Document section:
■ ■ ■ ■ ■ ■ ■

If you’ve forgotten, or you never knew in the first place (jealous), Mr. Mom was a movie written by a pre-Brat Pack John Hughes, starring Michael Keaton as man who–get this!–is a stay-at-home parent. After he’s let go from his job, his wife goes back to work and he stays at home with the kids. That’s it. That’s the entire premise. It’s one of those movies that really doesn’t hold up on rewatch because it’s 1983-ness is overpowering. That was an era where a scene of a man vacuuming was a solid joke that translated clearly as a humorous reversal of our general shared social norms. In 2018, does that joke still work? Sure it would for some demographics, but on a large enough scale to be the premise of not just a movie, but a weekly television series, as this reboot plans to be? I have to believe not. The alternative is too depressing.

The show will be a digital series from the Walmart-owned streaming series Vudu, and the site’s senior director Julian Franco admits it’s a pure nostalgia grab. “As parents, we want to share with kids the TV shows and movies that we grew up with,” he told Variety. “They made us feel something. The Reality [sic] is we want our kids to feel the same thing too.”

■ ■ ■ ■ ■ ■ ■

Extracted data:
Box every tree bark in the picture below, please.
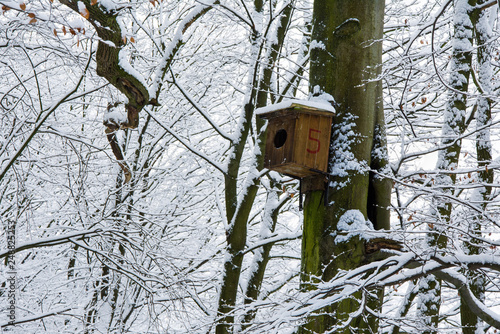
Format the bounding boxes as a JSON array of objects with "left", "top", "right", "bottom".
[{"left": 299, "top": 0, "right": 391, "bottom": 333}]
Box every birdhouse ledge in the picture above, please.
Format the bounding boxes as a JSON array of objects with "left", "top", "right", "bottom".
[{"left": 255, "top": 99, "right": 335, "bottom": 118}]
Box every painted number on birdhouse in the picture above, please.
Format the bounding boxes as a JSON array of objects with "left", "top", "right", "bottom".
[{"left": 259, "top": 102, "right": 334, "bottom": 178}]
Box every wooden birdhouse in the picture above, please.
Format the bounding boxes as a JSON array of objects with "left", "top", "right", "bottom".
[{"left": 257, "top": 100, "right": 335, "bottom": 179}]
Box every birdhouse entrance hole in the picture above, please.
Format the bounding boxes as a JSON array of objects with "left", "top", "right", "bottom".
[{"left": 274, "top": 129, "right": 287, "bottom": 148}]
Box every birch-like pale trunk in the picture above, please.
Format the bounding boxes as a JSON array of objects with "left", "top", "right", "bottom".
[{"left": 460, "top": 0, "right": 493, "bottom": 334}]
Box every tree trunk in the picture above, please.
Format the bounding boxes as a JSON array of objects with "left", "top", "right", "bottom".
[
  {"left": 460, "top": 0, "right": 493, "bottom": 334},
  {"left": 300, "top": 0, "right": 391, "bottom": 333}
]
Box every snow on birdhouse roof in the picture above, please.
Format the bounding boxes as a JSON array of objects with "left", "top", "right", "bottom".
[{"left": 255, "top": 99, "right": 335, "bottom": 116}]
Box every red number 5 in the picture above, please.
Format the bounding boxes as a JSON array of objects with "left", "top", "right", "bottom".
[{"left": 307, "top": 129, "right": 321, "bottom": 154}]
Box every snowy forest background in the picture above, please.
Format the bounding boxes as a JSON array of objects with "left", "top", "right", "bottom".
[{"left": 0, "top": 0, "right": 500, "bottom": 333}]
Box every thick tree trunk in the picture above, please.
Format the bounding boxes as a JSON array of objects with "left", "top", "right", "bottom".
[{"left": 300, "top": 0, "right": 391, "bottom": 333}]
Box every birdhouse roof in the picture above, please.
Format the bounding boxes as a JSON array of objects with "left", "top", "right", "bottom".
[{"left": 255, "top": 99, "right": 335, "bottom": 118}]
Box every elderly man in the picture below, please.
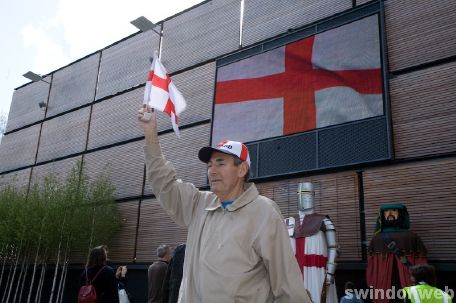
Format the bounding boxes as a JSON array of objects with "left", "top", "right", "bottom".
[{"left": 138, "top": 108, "right": 310, "bottom": 303}]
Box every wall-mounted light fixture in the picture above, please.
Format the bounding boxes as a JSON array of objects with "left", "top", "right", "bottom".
[
  {"left": 22, "top": 71, "right": 50, "bottom": 84},
  {"left": 130, "top": 16, "right": 162, "bottom": 36}
]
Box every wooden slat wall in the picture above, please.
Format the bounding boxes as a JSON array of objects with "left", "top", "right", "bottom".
[
  {"left": 142, "top": 124, "right": 210, "bottom": 195},
  {"left": 0, "top": 124, "right": 41, "bottom": 172},
  {"left": 109, "top": 200, "right": 139, "bottom": 263},
  {"left": 6, "top": 77, "right": 51, "bottom": 132},
  {"left": 242, "top": 0, "right": 352, "bottom": 47},
  {"left": 364, "top": 158, "right": 456, "bottom": 262},
  {"left": 0, "top": 168, "right": 31, "bottom": 190},
  {"left": 96, "top": 31, "right": 160, "bottom": 100},
  {"left": 162, "top": 0, "right": 241, "bottom": 73},
  {"left": 257, "top": 172, "right": 361, "bottom": 261},
  {"left": 385, "top": 0, "right": 456, "bottom": 71},
  {"left": 46, "top": 53, "right": 100, "bottom": 117},
  {"left": 390, "top": 62, "right": 456, "bottom": 162},
  {"left": 88, "top": 87, "right": 144, "bottom": 150},
  {"left": 37, "top": 107, "right": 90, "bottom": 162},
  {"left": 30, "top": 156, "right": 81, "bottom": 185},
  {"left": 136, "top": 199, "right": 187, "bottom": 263},
  {"left": 84, "top": 141, "right": 144, "bottom": 199}
]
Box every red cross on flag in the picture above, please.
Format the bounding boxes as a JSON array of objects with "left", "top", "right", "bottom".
[
  {"left": 144, "top": 51, "right": 187, "bottom": 137},
  {"left": 212, "top": 15, "right": 383, "bottom": 144}
]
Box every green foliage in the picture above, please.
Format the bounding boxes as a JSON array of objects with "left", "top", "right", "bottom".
[{"left": 0, "top": 162, "right": 120, "bottom": 263}]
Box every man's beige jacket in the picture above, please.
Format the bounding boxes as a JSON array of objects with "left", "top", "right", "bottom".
[{"left": 145, "top": 144, "right": 311, "bottom": 303}]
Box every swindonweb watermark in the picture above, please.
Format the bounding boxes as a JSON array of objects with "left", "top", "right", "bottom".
[{"left": 345, "top": 286, "right": 454, "bottom": 300}]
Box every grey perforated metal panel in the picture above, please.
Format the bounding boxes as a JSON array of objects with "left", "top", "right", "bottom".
[
  {"left": 258, "top": 132, "right": 317, "bottom": 177},
  {"left": 0, "top": 124, "right": 41, "bottom": 172},
  {"left": 171, "top": 62, "right": 215, "bottom": 128},
  {"left": 318, "top": 117, "right": 390, "bottom": 168},
  {"left": 356, "top": 0, "right": 374, "bottom": 5},
  {"left": 136, "top": 199, "right": 187, "bottom": 263},
  {"left": 37, "top": 107, "right": 90, "bottom": 162},
  {"left": 84, "top": 141, "right": 144, "bottom": 199},
  {"left": 257, "top": 171, "right": 361, "bottom": 260},
  {"left": 109, "top": 200, "right": 139, "bottom": 263},
  {"left": 143, "top": 124, "right": 210, "bottom": 194},
  {"left": 30, "top": 156, "right": 81, "bottom": 185},
  {"left": 162, "top": 0, "right": 241, "bottom": 73},
  {"left": 363, "top": 157, "right": 456, "bottom": 262},
  {"left": 0, "top": 168, "right": 31, "bottom": 191},
  {"left": 46, "top": 53, "right": 100, "bottom": 117},
  {"left": 96, "top": 31, "right": 159, "bottom": 100},
  {"left": 242, "top": 0, "right": 352, "bottom": 46},
  {"left": 385, "top": 0, "right": 456, "bottom": 71},
  {"left": 88, "top": 87, "right": 145, "bottom": 150},
  {"left": 6, "top": 76, "right": 51, "bottom": 132},
  {"left": 390, "top": 62, "right": 456, "bottom": 158}
]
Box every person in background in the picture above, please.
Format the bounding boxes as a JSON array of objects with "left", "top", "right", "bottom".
[
  {"left": 79, "top": 246, "right": 119, "bottom": 303},
  {"left": 340, "top": 281, "right": 363, "bottom": 303},
  {"left": 404, "top": 264, "right": 451, "bottom": 303},
  {"left": 138, "top": 107, "right": 310, "bottom": 303},
  {"left": 147, "top": 245, "right": 171, "bottom": 303},
  {"left": 116, "top": 265, "right": 133, "bottom": 303}
]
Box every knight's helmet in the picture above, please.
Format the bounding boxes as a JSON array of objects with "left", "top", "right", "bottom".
[{"left": 298, "top": 182, "right": 315, "bottom": 211}]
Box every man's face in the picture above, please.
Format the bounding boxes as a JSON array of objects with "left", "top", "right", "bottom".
[
  {"left": 383, "top": 209, "right": 399, "bottom": 221},
  {"left": 207, "top": 152, "right": 247, "bottom": 201}
]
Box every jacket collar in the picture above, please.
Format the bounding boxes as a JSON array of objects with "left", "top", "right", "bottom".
[{"left": 205, "top": 183, "right": 259, "bottom": 211}]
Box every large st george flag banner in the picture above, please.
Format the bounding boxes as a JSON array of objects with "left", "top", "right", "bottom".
[{"left": 212, "top": 15, "right": 383, "bottom": 144}]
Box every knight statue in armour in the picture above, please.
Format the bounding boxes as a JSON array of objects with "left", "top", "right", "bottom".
[{"left": 285, "top": 182, "right": 338, "bottom": 303}]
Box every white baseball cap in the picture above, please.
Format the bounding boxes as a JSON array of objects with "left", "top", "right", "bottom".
[{"left": 198, "top": 140, "right": 250, "bottom": 167}]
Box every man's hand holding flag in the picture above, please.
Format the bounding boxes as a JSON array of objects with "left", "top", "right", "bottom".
[{"left": 144, "top": 51, "right": 187, "bottom": 137}]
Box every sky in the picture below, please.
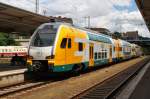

■ ■ ■ ■ ■ ■ ■

Task statement: Please write out everything from "If you’ve forgotten, or" down to "is too depressing." in the Mr. Mom reboot article, word for word. The listing stands apart from the Mr. Mom reboot article and is separate material.

Task result:
If you’ve forgotten, or you never knew in the first place (jealous), Mr. Mom was a movie written by a pre-Brat Pack John Hughes, starring Michael Keaton as man who–get this!–is a stay-at-home parent. After he’s let go from his job, his wife goes back to work and he stays at home with the kids. That’s it. That’s the entire premise. It’s one of those movies that really doesn’t hold up on rewatch because it’s 1983-ness is overpowering. That was an era where a scene of a man vacuuming was a solid joke that translated clearly as a humorous reversal of our general shared social norms. In 2018, does that joke still work? Sure it would for some demographics, but on a large enough scale to be the premise of not just a movie, but a weekly television series, as this reboot plans to be? I have to believe not. The alternative is too depressing.